• JOB: Repeat the material below exactly, with no pictures.

• Collected data:
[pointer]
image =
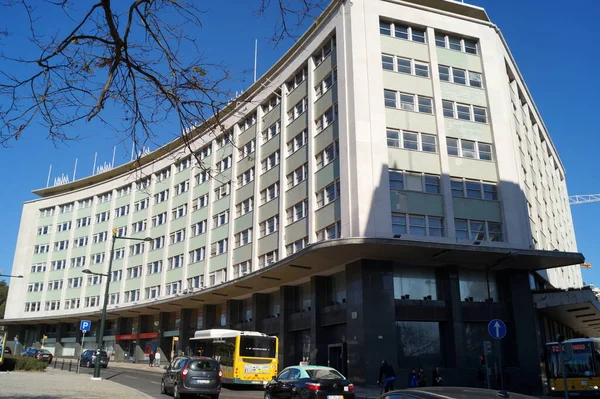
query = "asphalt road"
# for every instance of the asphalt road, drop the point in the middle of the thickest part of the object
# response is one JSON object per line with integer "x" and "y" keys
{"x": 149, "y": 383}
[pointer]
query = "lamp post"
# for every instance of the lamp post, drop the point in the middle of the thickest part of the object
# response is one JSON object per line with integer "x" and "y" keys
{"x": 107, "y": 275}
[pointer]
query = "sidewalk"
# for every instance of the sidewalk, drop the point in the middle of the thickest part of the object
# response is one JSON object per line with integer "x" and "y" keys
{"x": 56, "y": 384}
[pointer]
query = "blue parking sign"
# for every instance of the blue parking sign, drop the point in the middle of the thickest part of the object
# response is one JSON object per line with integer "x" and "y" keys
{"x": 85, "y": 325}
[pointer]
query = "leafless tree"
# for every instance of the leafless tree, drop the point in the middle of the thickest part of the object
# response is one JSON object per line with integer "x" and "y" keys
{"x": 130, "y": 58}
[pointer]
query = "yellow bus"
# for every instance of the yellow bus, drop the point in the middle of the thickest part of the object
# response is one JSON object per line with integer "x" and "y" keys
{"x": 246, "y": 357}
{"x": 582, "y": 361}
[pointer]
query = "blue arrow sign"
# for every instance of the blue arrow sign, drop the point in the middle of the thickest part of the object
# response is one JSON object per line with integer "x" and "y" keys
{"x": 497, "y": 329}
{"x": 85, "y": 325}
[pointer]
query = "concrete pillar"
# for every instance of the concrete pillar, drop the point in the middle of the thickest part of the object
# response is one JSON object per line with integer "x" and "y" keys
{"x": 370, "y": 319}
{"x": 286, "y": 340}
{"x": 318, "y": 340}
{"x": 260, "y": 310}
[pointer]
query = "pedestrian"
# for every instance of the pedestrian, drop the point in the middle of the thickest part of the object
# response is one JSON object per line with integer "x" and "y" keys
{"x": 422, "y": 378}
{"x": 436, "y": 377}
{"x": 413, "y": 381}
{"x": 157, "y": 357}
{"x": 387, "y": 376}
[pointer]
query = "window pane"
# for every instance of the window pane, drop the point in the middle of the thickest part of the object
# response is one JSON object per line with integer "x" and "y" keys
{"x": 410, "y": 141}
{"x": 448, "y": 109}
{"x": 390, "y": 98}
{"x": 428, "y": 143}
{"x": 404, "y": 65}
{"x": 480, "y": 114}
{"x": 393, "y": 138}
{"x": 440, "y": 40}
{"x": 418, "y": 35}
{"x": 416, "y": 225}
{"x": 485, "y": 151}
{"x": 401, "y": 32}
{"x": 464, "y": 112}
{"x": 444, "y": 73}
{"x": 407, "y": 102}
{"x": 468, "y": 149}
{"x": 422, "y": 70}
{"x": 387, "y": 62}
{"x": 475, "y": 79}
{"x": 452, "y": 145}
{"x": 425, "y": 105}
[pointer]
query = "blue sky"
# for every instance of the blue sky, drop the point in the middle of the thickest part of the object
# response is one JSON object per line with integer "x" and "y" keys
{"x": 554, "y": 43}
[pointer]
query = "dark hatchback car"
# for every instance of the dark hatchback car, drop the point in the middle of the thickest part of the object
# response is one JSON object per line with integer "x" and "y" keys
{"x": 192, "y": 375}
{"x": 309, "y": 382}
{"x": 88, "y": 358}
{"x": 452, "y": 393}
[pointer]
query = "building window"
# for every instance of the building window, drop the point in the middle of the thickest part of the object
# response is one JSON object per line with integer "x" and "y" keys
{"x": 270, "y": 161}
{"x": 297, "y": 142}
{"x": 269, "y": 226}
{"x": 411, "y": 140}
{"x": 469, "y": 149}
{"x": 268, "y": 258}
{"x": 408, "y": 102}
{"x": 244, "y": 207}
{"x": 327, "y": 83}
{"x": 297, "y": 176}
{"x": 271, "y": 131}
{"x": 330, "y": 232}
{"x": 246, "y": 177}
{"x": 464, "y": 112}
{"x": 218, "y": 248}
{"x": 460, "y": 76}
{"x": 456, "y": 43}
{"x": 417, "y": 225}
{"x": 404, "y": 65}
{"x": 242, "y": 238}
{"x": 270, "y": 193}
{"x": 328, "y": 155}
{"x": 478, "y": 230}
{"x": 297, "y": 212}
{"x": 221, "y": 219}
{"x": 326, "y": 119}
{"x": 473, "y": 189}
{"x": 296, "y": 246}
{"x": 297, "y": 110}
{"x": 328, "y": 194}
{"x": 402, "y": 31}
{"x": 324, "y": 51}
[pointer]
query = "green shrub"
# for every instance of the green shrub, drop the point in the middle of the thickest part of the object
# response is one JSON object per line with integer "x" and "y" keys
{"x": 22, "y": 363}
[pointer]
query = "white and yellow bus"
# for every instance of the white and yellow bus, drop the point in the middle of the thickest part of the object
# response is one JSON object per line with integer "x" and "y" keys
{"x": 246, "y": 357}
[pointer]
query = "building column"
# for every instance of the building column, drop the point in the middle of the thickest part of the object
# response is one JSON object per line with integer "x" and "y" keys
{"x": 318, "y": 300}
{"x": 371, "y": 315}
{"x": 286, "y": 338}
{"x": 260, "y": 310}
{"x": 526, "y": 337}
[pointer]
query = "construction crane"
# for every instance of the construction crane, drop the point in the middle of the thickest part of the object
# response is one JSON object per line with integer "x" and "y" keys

• WRITTEN REPLY:
[pointer]
image =
query = "asphalt road"
# for every instance of the asphalt road, drop the point in the middle of the thickest part of the object
# response is one JSON object per line with integer "x" and "y" keys
{"x": 149, "y": 383}
[pointer]
query = "lamp post"
# for every instance of the lamp post, drop the point in the middle of the thickest part of the object
# response is one JSON object per line with integer "x" and "y" keys
{"x": 107, "y": 275}
[pointer]
query = "sidewalk"
# for every instance of the sidewalk, drop the point in the middle of the thickest part of the object
# response is one JSON object per line with integer "x" and "y" keys
{"x": 56, "y": 384}
[pointer]
query = "blue parking sign"
# for every instance of the blue parking sign, drop the point in the middle of the thickest part of the object
# response is one JSON object per line with integer "x" and "y" keys
{"x": 85, "y": 325}
[pointer]
query = "leafless tree"
# for every instance of the leafless tree, drop the point in the middle of the thickest part of the object
# response is one JSON object per line with integer "x" and "y" keys
{"x": 130, "y": 58}
[pointer]
query = "yellow bus"
# for every instance of the yellow bus, drop the point in the middle of the thickest part of the object
# response is one JSON object per line with integer "x" and "y" keys
{"x": 246, "y": 357}
{"x": 582, "y": 361}
[pointer]
query = "blue arrow sign"
# for every instance of the blue arrow sign, drop the point in the middle of the thickest part of the object
# response is one JSON object per line with integer "x" and "y" keys
{"x": 497, "y": 329}
{"x": 85, "y": 325}
[pointer]
query = "concrete pillar"
# for every instance of the concrete pillar, drop the point in the middle of the thickest part of the object
# response is one JSON object per line with integer "x" and "y" keys
{"x": 370, "y": 319}
{"x": 286, "y": 340}
{"x": 318, "y": 340}
{"x": 260, "y": 310}
[pointer]
query = "pedestrian"
# for every instance of the pedestrian, drop the point in the middle of the thickest part of the object
# response is one JSON object per line with integer "x" and "y" keys
{"x": 422, "y": 378}
{"x": 436, "y": 377}
{"x": 413, "y": 381}
{"x": 157, "y": 357}
{"x": 387, "y": 376}
[pointer]
query = "window pane"
# for every instance of the window pane, drop the point in the middle of the thickest part of the object
# response is one JSON object per line with integer "x" and "y" keys
{"x": 410, "y": 141}
{"x": 448, "y": 109}
{"x": 390, "y": 98}
{"x": 428, "y": 143}
{"x": 404, "y": 65}
{"x": 480, "y": 114}
{"x": 393, "y": 138}
{"x": 440, "y": 40}
{"x": 418, "y": 35}
{"x": 416, "y": 225}
{"x": 485, "y": 151}
{"x": 401, "y": 32}
{"x": 464, "y": 112}
{"x": 444, "y": 73}
{"x": 407, "y": 102}
{"x": 468, "y": 149}
{"x": 422, "y": 70}
{"x": 387, "y": 62}
{"x": 475, "y": 79}
{"x": 452, "y": 145}
{"x": 425, "y": 105}
[pointer]
query = "blue sky"
# for every instance of the blue sky, drop the point in the middle of the thickest part of the object
# response is one JSON object per line with integer "x" and "y" keys
{"x": 554, "y": 43}
[pointer]
query = "dark hatchback car"
# for every instance of the dark hatchback car, drop the point in the middle of the thickest part of the object
# response is one JSON object per line with integer "x" and "y" keys
{"x": 192, "y": 375}
{"x": 309, "y": 382}
{"x": 88, "y": 358}
{"x": 452, "y": 393}
[pointer]
query = "building window"
# for every instance of the building window, drop the point in the middle of the thickest part of the object
# response is one JSON object per line with integer "x" and "y" keys
{"x": 270, "y": 161}
{"x": 297, "y": 142}
{"x": 269, "y": 226}
{"x": 411, "y": 140}
{"x": 469, "y": 149}
{"x": 268, "y": 258}
{"x": 408, "y": 102}
{"x": 244, "y": 207}
{"x": 327, "y": 83}
{"x": 297, "y": 176}
{"x": 271, "y": 131}
{"x": 330, "y": 232}
{"x": 246, "y": 177}
{"x": 464, "y": 112}
{"x": 218, "y": 248}
{"x": 460, "y": 76}
{"x": 456, "y": 43}
{"x": 417, "y": 225}
{"x": 404, "y": 65}
{"x": 242, "y": 238}
{"x": 270, "y": 193}
{"x": 328, "y": 155}
{"x": 478, "y": 230}
{"x": 297, "y": 212}
{"x": 221, "y": 219}
{"x": 326, "y": 119}
{"x": 473, "y": 189}
{"x": 296, "y": 246}
{"x": 297, "y": 110}
{"x": 328, "y": 194}
{"x": 402, "y": 31}
{"x": 324, "y": 51}
[pointer]
query = "green shrub"
# for every instance of the green shrub, drop the point in the middle of the thickest part of the object
# response is one JSON object per line with integer "x" and "y" keys
{"x": 22, "y": 363}
[pointer]
query = "white and yellow bus"
# for every instance of the white and yellow bus, drop the point in the middle of the thickest part of the object
# response is one JSON object per line with integer "x" and "y" keys
{"x": 246, "y": 357}
[pointer]
query = "building column"
# for every instance of the building column, drop the point in the middle of the thickest part of the object
# response is one JSON object per line with integer "x" and "y" keys
{"x": 318, "y": 300}
{"x": 371, "y": 315}
{"x": 286, "y": 338}
{"x": 260, "y": 310}
{"x": 526, "y": 337}
[pointer]
query = "construction crane"
# for every instance of the construction crane, drop the point in the middle of the thickest part of the object
# response is one JSON object per line with integer "x" and "y" keys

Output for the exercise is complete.